::: MATERIAL SUPPLIED

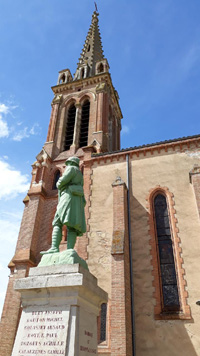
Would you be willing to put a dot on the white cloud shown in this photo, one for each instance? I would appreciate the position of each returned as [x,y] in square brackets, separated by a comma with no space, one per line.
[25,133]
[4,131]
[12,182]
[125,129]
[4,109]
[34,129]
[10,131]
[18,136]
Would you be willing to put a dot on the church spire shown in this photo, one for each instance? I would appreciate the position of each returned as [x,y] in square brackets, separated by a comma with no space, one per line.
[92,52]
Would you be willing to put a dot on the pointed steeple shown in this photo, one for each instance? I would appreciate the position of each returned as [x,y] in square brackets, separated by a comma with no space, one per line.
[92,52]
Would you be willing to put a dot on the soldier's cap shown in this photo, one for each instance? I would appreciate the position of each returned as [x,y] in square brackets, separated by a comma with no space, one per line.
[75,160]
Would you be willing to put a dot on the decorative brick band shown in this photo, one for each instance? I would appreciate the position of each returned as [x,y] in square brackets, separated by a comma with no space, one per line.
[185,312]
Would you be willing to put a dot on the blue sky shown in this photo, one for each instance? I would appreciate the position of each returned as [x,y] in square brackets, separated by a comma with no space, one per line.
[153,48]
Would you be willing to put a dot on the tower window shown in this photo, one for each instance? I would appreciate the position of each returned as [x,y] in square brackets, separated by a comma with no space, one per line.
[70,127]
[56,177]
[100,68]
[84,124]
[62,79]
[103,316]
[82,73]
[167,270]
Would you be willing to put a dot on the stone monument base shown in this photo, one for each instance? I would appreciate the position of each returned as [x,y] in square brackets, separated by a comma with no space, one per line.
[60,309]
[68,256]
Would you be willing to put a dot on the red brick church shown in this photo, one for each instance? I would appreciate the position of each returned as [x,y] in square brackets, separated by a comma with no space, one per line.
[142,212]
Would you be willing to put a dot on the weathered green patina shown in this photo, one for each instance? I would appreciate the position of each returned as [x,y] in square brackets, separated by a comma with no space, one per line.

::::::

Rewrite all of the data above as a numbered list, leaving out blank lines. Don't include the pictures in your answer.

1. Would you be willing to put a dot on the white cloud shown in this photo, one for each instance? I would appreciate the position of each returned as [x,y] in square brackets, separated by a comma with no space, one per line.
2. [25,133]
3. [4,131]
4. [12,182]
5. [125,129]
6. [4,109]
7. [34,129]
8. [10,131]
9. [18,136]
10. Would you be willing to put a dot on the church spire shown in this photo, one for each instance? I would appreciate the position of each returned as [x,y] in square brackets, separated by a comma with no space, one per line.
11. [92,52]
12. Would you be willing to put a dot on the pointed steeple shown in this photo, one for each instance? I would appreciate the position of each returned as [x,y] in square brackets, separated by a comma with no space, one per line.
13. [92,52]
14. Would you be willing to put a dot on the soldier's cap shown in this photo, one for each instance? I would appreciate the position of each returned as [x,y] in square brackets, separated by a comma with no space, one per line.
15. [75,160]
16. Would you be willing to put a dot on the decorative brick band shown in this photo, one for each instance? I would appreciate the position of each returned as [x,y] in square brackets, separated by a comma with no space, one per line.
17. [185,312]
18. Would you be willing to put a dot on the blue sky shown in this photo, one for each instance? I would appreciate the position of each returned as [x,y] in square brackets, separated by a comma with no space, one per line.
19. [153,48]
20. Would you be willing to put a dot on the tower window shown in this photo, one for each instance? I would appreciate the position of each returned as [x,y] in square brackets, separated by a comma with no space, one per line.
21. [70,127]
22. [56,177]
23. [100,68]
24. [84,124]
25. [62,79]
26. [103,316]
27. [82,73]
28. [167,270]
29. Would you be willing to put a dot on the stone monument base shown in this photo, one for each instance? I would appreciate the position of each returned as [x,y] in square brackets, separated by a comma with no space, one per line.
30. [60,309]
31. [68,256]
32. Would you be willing to put a dot on the red brick church shown in this photo, one for each instance? I would appreciate the position of each returned as [x,y] in square brackets, separated by a comma with no space, one per line.
33. [142,212]
34. Would you be willing to put a dot on the weathered green patina shown in this photo, one for each instance? I would appreciate the position of each returned as [x,y] in square brackets, separated by a comma with no space, one per line.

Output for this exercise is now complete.